╭─ SOURCE INFORMATION
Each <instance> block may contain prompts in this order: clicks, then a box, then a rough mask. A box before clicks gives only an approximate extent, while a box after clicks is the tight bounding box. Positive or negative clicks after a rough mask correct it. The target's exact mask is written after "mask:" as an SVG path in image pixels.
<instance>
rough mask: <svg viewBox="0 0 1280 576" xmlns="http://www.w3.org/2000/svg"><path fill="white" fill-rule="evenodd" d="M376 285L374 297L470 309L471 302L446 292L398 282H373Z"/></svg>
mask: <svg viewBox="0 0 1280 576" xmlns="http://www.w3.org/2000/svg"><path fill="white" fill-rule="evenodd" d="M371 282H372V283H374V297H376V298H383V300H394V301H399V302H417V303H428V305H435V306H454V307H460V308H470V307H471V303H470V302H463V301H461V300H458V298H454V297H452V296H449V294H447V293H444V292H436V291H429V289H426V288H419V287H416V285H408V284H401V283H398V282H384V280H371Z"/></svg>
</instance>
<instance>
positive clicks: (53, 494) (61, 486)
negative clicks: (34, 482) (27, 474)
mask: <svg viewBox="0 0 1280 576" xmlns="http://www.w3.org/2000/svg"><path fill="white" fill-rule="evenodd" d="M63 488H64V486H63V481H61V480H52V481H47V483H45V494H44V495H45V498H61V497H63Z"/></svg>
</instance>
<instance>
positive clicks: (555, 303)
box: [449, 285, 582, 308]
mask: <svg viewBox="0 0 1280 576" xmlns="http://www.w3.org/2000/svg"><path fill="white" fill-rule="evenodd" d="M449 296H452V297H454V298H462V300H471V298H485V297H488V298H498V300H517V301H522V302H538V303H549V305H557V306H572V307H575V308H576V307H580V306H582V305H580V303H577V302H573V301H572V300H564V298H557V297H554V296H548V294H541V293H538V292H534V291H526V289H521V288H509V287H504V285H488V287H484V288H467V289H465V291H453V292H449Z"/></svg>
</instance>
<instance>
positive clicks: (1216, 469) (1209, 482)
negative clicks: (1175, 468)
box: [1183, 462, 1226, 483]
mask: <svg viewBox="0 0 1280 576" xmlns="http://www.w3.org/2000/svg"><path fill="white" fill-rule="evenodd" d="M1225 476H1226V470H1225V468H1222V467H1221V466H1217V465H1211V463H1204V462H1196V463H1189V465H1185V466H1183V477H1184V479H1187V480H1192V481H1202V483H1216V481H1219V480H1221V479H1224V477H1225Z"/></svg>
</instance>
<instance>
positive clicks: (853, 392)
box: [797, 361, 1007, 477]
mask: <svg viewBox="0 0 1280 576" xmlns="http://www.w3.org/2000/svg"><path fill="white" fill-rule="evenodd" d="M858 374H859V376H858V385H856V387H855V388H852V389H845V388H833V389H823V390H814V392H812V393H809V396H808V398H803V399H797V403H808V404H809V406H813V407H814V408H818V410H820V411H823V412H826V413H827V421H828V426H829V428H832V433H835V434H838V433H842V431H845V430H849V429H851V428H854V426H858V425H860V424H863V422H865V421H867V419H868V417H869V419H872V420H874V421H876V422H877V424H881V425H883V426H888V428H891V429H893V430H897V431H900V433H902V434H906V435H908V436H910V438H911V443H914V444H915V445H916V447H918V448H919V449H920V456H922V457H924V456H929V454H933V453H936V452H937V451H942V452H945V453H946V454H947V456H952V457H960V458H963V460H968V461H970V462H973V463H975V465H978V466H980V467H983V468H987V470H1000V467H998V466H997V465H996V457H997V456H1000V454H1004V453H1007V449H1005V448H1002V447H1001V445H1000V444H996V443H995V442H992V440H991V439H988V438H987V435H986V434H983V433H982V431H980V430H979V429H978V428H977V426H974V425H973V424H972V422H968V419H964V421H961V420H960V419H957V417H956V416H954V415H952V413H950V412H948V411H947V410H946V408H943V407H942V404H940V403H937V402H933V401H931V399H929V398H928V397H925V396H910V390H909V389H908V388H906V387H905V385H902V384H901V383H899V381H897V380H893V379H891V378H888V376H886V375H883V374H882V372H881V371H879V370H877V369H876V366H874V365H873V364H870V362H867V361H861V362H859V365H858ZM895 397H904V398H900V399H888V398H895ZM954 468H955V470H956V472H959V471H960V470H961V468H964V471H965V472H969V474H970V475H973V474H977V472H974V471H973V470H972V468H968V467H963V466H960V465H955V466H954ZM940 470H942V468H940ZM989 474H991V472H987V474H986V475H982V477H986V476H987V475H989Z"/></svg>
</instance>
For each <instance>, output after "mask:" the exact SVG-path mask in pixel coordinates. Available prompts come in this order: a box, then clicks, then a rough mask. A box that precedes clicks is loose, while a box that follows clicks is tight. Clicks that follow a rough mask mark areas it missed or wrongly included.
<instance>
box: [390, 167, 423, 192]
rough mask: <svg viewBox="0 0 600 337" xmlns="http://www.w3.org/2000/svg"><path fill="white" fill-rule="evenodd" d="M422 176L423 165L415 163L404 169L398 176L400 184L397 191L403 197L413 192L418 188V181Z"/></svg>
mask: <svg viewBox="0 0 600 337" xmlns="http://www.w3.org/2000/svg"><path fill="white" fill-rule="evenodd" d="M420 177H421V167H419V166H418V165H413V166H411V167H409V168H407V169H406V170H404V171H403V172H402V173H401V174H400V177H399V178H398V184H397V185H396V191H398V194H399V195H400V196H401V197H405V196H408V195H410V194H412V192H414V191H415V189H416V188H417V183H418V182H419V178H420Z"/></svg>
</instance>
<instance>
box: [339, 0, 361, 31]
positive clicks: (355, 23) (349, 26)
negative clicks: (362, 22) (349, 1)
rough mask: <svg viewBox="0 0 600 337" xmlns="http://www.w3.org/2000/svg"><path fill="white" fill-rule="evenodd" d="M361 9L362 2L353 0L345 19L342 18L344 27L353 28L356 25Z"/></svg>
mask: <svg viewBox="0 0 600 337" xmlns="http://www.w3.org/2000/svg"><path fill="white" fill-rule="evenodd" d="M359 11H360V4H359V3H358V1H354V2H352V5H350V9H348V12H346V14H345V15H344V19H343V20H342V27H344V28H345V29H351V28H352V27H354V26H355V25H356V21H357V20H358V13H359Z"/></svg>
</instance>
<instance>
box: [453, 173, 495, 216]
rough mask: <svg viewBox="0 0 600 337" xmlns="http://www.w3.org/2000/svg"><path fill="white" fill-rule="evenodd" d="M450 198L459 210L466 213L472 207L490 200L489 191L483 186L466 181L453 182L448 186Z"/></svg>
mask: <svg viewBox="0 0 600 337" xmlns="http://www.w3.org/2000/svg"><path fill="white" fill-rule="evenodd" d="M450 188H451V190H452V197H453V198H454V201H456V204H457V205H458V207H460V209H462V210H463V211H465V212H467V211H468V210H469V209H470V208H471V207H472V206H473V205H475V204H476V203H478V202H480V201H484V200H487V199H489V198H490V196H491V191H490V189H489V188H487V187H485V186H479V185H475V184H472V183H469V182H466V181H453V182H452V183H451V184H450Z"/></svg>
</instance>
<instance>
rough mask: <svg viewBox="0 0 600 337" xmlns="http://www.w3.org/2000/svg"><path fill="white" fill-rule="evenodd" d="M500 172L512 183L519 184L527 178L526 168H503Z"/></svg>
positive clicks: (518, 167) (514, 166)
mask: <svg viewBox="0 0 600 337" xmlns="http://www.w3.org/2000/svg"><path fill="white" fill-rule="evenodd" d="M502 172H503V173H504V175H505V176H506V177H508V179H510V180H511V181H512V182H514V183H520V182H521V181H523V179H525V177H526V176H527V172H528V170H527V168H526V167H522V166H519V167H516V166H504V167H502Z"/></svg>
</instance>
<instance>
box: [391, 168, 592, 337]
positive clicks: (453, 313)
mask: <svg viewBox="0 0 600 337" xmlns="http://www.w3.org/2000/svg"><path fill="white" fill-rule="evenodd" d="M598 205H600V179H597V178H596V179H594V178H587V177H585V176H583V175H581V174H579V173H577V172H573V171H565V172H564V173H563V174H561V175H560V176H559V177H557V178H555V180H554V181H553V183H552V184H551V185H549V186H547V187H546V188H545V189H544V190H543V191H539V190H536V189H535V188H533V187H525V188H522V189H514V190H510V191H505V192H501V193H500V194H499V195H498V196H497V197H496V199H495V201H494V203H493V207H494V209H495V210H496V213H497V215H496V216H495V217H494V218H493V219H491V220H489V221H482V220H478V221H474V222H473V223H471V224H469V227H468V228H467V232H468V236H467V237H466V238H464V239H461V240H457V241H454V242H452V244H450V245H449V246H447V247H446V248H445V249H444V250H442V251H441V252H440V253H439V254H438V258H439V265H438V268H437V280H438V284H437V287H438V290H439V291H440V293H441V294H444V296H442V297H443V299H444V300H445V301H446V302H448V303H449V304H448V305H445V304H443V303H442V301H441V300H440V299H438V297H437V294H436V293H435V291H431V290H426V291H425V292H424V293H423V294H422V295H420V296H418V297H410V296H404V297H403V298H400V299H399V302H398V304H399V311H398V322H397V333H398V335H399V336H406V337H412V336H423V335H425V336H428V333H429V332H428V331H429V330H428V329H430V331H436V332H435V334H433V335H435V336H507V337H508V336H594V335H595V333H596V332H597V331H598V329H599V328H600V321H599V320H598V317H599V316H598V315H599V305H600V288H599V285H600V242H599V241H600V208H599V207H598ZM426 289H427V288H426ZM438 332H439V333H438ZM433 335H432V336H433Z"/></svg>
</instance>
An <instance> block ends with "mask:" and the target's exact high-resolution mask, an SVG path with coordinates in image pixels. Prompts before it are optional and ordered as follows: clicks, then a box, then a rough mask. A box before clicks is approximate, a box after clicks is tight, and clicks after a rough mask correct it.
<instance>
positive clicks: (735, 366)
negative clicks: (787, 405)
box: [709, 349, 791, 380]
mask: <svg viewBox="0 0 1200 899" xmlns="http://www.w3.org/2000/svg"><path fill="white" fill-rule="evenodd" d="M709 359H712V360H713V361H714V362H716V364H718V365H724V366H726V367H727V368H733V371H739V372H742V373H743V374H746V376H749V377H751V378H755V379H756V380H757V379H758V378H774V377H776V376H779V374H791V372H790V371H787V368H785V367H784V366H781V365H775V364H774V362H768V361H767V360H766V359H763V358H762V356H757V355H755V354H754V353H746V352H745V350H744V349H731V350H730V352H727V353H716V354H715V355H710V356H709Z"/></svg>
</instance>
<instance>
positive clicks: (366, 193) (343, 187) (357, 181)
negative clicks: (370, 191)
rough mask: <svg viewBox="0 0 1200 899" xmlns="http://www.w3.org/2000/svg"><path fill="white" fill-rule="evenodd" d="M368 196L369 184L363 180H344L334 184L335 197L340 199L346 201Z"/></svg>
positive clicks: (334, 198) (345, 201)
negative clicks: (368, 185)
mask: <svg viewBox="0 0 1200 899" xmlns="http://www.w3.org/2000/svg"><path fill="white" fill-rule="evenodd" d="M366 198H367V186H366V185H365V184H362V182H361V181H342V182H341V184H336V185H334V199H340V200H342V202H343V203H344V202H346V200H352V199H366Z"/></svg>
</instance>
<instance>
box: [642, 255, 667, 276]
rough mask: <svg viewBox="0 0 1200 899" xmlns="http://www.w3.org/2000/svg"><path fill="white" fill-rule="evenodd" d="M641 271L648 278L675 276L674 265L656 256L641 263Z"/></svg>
╰─
# [ACTIVITY]
Using the material above, return each line in which the word "tight" occurs.

# [ANSWER FOR THIS EXERCISE]
Each <instance> block may contain prompts in this order: clicks, then a box, then a rough mask. A box before clicks gives only an approximate extent, while a box after clicks is the tight bounding box. Positive or negative clicks after a rough mask correct it. The target's exact mask is written after "mask:" as an SVG path in image pixels.
For each <instance>, output after "mask:" the exact SVG-path mask in pixel coordinates. Available prompts come in this order: a box, then clicks, then a rough mask. A box that precedes clicks is loose, while a box that follows clicks is tight. Clicks that follow a rough mask mark areas it missed or wrongly included.
An <instance> block ends with "mask:" and the target's exact high-resolution mask, an SVG path with coordinates in image pixels. Prompts before it are optional and ordered as follows: clicks, then a box, then a rough mask. A box before clicks is approximate, a box after clicks is tight, and clicks after a rough mask correct it.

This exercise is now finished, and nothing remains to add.